* **TRECHO FORNECIDO**:
━━━━━━━━━━

Vinte anos depois de ter uma parada cardíaca e ser entubada, a francesa Karine, de 49 anos, conseguiu falar algumas palavras pela primeira vez. Ela foi submetida a um transplante de laringe: o procedimento foi o primeiro na França e o terceiro a ser registrado na literatura médica mundial. A operação ocorreu na cidade de Lyon.
Karine respirava via traqueostomia há duas décadas. Ela teve a fala comprometida durante a entubação — desde então, não falava nenhuma palavra. A paciente só foi identificada pela equipe médica pelo primeiro nome.
O transplante de laringe de Karine ocorreu no início de setembro deste ano e, poucos dias depois, ela já era capaz de falar algumas palavras, mas ainda com a voz fraca. Ela tem feito sessões de fonoaudiologia para reabilitação das cordas vocais, deglutição e respiração.
Ela está fazendo tratamento com imunossupressores para evitar a rejeição do órgão, mas está em casa desde o final de outubro.
A equipe médica de Lyon apresentou os resultados da operação na última segunda-feira (21/11). Karine não compareceu à coletiva de imprensa, mas explicou por escrito que se voluntariou para o transplante há dez anos na esperança de “voltar a ter uma vida normal”.
Ela conta que suas filhas nunca haviam escutado sua voz, mas que está sendo “corajosa e paciente” para lidar com a dor e o trabalho de reaprender a articular as palavras.
O transplante de laringe não é comum, uma vez que o órgão é estruturado por nervos muito pequenos e vascularizado por artérias e veias minúsculas que se cruzam. Outra razão é que apesar de problemas na laringe serem incapacitantes para o paciente, não representam risco de vida — por isso, não são prioridade.
Processo complicado
O professor Philippe Céruse, chefe do departamento de otorrinolaringologia e cirurgia cérvico-facial do hospital da Cruz Vermelha, foi o responsável por coordenar o procedimento e vem estudando transplantes de laringe há muitos anos.

━━━━━━━━━━

* **MATERIAL EXTRAÍDO**:
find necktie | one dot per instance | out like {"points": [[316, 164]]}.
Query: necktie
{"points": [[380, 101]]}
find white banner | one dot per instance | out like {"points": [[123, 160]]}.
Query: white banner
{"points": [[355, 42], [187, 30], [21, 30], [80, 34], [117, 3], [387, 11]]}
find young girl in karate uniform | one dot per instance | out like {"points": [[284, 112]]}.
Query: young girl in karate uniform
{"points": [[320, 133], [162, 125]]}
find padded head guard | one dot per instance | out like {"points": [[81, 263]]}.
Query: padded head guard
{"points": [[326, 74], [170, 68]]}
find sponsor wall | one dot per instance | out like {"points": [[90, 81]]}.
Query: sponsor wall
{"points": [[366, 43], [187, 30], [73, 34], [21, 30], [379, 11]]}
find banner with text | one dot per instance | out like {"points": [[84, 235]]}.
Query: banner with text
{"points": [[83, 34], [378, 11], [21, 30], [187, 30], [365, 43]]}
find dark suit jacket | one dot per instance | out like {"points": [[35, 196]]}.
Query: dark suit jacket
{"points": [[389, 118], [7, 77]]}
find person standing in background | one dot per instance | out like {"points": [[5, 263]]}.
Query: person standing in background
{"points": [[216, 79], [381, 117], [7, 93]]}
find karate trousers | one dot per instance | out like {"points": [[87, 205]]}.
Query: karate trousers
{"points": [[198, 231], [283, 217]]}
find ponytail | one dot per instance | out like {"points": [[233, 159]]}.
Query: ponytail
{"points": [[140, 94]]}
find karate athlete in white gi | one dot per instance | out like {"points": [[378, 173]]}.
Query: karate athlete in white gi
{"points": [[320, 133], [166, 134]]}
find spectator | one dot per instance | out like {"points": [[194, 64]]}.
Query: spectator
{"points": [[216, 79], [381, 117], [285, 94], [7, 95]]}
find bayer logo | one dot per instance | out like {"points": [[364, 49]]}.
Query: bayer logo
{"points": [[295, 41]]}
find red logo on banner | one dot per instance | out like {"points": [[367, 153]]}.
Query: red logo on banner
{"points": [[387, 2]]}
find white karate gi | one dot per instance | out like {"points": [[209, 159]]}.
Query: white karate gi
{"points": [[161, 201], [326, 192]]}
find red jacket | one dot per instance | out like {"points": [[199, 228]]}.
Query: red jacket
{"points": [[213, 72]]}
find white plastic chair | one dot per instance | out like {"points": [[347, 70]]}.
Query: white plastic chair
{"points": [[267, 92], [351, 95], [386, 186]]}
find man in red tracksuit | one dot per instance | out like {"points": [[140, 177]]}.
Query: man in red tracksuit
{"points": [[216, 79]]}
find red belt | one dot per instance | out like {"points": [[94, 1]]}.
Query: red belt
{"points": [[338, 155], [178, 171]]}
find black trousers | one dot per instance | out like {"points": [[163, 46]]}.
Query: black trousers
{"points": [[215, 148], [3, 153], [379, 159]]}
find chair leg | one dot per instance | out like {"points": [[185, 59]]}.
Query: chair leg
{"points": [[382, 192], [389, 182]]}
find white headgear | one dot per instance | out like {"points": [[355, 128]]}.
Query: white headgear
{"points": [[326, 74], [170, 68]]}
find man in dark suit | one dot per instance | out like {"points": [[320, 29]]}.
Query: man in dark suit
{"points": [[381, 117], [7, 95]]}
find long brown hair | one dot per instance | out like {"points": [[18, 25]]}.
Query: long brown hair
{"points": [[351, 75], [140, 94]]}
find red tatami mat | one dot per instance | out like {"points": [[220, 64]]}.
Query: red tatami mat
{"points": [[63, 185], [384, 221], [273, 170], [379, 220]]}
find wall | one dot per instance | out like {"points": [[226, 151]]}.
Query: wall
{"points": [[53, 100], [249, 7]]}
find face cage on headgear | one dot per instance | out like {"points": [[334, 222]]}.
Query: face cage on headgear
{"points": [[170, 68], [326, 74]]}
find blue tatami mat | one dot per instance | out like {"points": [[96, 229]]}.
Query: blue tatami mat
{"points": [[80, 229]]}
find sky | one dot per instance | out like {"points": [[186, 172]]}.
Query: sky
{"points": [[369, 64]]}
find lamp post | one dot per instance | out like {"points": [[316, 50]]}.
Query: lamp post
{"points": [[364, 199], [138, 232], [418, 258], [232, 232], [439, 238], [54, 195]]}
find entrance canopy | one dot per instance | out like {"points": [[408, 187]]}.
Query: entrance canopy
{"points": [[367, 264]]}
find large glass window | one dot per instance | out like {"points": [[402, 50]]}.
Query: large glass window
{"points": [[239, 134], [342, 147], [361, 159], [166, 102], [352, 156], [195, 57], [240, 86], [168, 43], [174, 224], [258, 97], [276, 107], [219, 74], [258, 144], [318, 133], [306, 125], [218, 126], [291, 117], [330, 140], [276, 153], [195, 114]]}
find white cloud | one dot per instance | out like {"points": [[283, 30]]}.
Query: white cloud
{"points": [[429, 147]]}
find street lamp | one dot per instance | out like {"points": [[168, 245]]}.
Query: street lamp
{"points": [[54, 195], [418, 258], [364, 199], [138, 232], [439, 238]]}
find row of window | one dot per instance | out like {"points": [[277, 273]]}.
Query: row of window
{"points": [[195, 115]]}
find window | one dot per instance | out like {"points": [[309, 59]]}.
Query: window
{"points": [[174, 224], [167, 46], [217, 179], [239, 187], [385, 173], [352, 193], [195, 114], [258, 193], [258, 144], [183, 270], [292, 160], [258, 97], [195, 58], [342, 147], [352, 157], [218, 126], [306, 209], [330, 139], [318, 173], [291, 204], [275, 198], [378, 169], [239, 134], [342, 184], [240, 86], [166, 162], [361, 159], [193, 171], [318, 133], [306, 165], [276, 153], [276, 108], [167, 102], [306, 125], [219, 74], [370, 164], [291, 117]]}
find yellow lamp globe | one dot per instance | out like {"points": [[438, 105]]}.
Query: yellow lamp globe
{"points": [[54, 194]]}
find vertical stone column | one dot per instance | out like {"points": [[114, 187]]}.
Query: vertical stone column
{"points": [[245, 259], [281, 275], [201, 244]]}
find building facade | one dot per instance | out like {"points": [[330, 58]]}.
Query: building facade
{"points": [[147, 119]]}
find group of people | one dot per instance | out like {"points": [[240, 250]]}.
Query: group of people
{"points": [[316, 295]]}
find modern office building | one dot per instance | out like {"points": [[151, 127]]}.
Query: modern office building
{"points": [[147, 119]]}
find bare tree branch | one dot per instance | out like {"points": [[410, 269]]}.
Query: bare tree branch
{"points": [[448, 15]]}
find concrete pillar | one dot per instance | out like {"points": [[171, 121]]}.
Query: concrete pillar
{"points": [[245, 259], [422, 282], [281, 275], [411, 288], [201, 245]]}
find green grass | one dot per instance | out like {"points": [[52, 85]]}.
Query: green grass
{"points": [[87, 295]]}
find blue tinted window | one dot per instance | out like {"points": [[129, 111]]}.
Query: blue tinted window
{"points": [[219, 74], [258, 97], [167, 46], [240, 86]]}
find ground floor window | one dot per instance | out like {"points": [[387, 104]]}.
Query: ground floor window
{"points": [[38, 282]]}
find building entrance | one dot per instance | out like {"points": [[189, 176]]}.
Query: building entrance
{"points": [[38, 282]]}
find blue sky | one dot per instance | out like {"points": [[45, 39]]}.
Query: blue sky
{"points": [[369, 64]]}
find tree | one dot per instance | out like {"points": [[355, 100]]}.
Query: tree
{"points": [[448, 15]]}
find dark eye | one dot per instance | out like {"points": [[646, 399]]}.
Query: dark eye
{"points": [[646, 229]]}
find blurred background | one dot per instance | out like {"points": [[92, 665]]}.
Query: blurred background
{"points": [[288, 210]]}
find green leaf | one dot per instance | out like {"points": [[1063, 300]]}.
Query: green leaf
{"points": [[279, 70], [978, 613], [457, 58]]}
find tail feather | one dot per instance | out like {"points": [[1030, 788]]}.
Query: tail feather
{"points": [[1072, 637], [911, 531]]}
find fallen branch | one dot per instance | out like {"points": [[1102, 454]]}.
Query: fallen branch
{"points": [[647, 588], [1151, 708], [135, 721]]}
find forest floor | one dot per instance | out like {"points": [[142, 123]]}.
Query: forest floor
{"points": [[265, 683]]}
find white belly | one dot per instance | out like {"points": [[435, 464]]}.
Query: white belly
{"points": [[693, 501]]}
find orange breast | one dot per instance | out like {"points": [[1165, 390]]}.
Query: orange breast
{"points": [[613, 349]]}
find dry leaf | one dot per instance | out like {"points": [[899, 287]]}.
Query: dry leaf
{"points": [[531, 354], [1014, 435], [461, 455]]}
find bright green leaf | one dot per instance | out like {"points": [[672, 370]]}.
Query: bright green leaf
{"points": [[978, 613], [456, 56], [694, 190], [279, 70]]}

━━━━━━━━━━

* **OBJETIVO DA TAREFA**:
Prossiga a reportagem sobre o transplante de laringe, começando logo após a última frase apresentada.

* **RESPOSTA AO PROBLEMA**:
Ele estudou na Colômbia com o médico Luis Fernando Tintinago Londono, que diz ter feito o primeiro transplante de laringe do mundo, mas o procedimento não foi publicado em nenhuma revista científica. Céruse aprendeu a manusear o órgão delicado e, nos últimos anos, vinha procurando um paciente ideal para fazer a cirurgia.
Karine foi identificada em 2019, mas a pandemia de Covid-19 impediu a cirurgia. Em 2022, a equipe médica francesa retomou suas atividades em busca de um doador compatível. O desafio era encontrar um voluntário com características anatômicas perfeitamente alinhadas com as do receptor, o que inclui sexo, peso, altura e grupo sanguíneo.
A francesa se encaixava perfeitamente e, em 1º de setembro, a equipe de 12 cirurgiões e cerca de 50 funcionários do Hospital Universitário de Lyon deu início à operação. O processo durou 27 horas, cerca de dez horas para a remoção da laringe de Karine e 17 horas para o transplante.
Embora os resultados finais precisem de um ano para serem confirmados, Céruse está otimista e sugere a possibilidade de mais transplantes semelhantes em Lyon.
O primeiro transplante de laringe do mundo foi realizado em 1998 em Cleveland, nos Estados Unidos. O paciente era um homem que havia perdido as cordas vocais em um acidente de moto. Os outros dois foram registrados na Califórnia, em 2010, e na Polônia, em 2015.